TASK DESCRIPTION: From the passage on LEA gene synteny, extract word for word the part that opens with the words containing "Phylogenetic Profiling Reveals" and closes with "tree (fig. 2A).".
------ TEXT UNDER STUDY ------
Pfam | Total Genes | Syntelogs (%) | Synteny Communities |
---|---|---|---|
DHN | 365 | 62.2 | 12 |
LEA_1 | 251 | 63.3 | 10 |
LEA_2 | 3,126 | 76.0 | 130 |
LEA_3 | 274 | 79.9 | 16 |
LEA_4 | 298 | 77.2 | 18 |
LEA_5 | 153 | 67.3 | 4 |
LEA_6 | 89 | 76.4 | 8 |
SMP | 280 | 59.3 | 11 |
Total | 4,836 | 209 |
The variable percentage of syntenic genes and number of synteny communities suggest independent evolution between and within the LEA protein families. Genes not incorporated in synteny communities by our clustering method are likely to be species-specific singletons. Only a few “in-paralogs” (paralogs from the same species) were detected in the basal species Sellaginela moellendorffii and Physcomitrella patens (supplementary table S2, Supplementary Material online). Considering the large evolutionary distance between the species analyzed, we hypothesize that ancient and independent synteny diversification between LEA families may have played important roles in their functional diversification.
Phylogenetic Profiling Reveals Angiosperm-Wide and Lineage-Specific LEA Genes
We further analyzed the origin of the synteny communities detected with Synets in order to obtain information on the evolutionary conservation and diversification of LEA genes in angiosperms. Presence or absence of a species syntelog in a community of the synteny network can be visualized as a phylogenetic profile, enabling inference of the origin, expansions, and contractions of the gene family in each clade of their phylogenetic tree (fig. 2A).
------ DATA ------
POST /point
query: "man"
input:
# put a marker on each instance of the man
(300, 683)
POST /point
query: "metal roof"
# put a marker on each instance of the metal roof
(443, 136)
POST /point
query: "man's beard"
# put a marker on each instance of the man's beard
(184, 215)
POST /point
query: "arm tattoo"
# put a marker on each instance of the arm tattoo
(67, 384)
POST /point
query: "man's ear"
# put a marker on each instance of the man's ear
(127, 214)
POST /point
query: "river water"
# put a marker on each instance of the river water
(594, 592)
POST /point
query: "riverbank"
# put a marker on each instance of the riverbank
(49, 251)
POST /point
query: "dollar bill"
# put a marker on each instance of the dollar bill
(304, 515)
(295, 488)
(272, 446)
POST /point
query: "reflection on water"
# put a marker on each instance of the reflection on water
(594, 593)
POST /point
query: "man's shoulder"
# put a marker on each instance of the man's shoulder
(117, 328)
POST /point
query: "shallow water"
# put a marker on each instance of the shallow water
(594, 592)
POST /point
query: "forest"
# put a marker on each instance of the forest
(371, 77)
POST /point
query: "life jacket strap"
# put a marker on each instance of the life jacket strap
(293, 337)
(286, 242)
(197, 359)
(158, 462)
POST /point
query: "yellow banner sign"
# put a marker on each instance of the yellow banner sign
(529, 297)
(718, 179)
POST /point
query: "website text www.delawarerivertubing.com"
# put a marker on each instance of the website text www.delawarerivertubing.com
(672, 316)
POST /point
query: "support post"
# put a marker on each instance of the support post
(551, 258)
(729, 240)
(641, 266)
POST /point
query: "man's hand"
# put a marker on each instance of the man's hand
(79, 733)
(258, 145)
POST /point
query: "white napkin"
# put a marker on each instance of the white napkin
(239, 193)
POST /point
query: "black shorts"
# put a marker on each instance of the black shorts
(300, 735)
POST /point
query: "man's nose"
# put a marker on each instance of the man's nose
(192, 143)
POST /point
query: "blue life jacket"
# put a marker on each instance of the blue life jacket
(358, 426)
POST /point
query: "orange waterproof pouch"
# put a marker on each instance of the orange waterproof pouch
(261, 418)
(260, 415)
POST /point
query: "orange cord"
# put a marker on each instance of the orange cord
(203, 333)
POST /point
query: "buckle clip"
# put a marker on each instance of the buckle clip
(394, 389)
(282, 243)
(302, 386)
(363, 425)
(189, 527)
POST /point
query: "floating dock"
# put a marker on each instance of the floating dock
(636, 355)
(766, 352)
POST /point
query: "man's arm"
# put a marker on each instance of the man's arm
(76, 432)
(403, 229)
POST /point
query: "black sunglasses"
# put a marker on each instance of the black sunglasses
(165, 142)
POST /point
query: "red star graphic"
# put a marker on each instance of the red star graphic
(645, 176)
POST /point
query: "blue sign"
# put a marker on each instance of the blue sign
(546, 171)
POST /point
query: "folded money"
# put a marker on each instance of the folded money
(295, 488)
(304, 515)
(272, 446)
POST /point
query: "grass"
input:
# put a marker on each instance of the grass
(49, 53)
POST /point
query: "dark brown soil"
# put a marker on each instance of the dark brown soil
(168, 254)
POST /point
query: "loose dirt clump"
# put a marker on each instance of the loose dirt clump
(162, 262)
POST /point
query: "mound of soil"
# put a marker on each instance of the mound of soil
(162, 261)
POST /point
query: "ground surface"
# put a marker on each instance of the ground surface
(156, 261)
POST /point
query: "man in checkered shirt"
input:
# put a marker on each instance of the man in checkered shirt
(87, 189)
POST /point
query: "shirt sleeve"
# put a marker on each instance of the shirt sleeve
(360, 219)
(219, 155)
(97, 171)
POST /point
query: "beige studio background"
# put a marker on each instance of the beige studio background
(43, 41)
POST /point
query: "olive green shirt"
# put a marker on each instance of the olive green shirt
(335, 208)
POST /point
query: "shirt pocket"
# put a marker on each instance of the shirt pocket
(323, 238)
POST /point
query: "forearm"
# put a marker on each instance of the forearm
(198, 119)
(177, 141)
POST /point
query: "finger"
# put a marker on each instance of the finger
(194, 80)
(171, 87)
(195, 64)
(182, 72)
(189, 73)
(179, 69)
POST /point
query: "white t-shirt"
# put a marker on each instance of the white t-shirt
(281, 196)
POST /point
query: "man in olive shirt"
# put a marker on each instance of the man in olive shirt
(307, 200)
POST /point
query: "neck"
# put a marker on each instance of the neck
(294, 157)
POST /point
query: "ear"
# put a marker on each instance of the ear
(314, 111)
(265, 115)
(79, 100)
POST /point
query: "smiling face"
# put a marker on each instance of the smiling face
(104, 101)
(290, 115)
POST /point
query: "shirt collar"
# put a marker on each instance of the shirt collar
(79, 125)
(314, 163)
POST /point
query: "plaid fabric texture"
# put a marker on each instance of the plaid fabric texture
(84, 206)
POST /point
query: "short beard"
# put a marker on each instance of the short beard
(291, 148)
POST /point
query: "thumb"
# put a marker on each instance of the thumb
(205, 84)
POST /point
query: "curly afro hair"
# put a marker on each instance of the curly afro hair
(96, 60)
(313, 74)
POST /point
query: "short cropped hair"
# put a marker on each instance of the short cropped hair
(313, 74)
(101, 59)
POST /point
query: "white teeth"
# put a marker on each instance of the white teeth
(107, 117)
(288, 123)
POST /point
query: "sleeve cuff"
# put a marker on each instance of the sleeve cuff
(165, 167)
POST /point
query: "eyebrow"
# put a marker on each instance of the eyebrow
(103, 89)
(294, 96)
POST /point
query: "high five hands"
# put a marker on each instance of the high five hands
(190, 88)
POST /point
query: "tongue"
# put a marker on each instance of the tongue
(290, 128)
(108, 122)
------
TASK RESPONSE:
Phylogenetic Profiling Reveals Angiosperm-Wide and Lineage-Specific LEA Genes
We further analyzed the origin of the synteny communities detected with Synets in order to obtain information on the evolutionary conservation and diversification of LEA genes in angiosperms. Presence or absence of a species syntelog in a community of the synteny network can be visualized as a phylogenetic profile, enabling inference of the origin, expansions, and contractions of the gene family in each clade of their phylogenetic tree (fig. 2A).